▸ RECORD EXCERPTS
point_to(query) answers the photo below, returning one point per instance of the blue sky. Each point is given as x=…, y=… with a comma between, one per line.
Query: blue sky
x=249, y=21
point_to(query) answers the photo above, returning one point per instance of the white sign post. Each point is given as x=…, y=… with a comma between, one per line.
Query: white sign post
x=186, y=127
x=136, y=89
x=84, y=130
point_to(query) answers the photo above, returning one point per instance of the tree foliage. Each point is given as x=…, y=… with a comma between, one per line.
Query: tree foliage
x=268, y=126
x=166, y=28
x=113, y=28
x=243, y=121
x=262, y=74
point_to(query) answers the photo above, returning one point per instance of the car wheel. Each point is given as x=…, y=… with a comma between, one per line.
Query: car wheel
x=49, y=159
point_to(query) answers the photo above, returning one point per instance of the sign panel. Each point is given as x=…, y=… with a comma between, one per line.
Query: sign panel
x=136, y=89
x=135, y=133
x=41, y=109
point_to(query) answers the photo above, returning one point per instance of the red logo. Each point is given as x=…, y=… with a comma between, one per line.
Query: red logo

▸ WHAT YOU SHOULD DO
In the entries above, how many lines hold the word "logo"? State the number and nothing else.

▸ THE ANSWER
2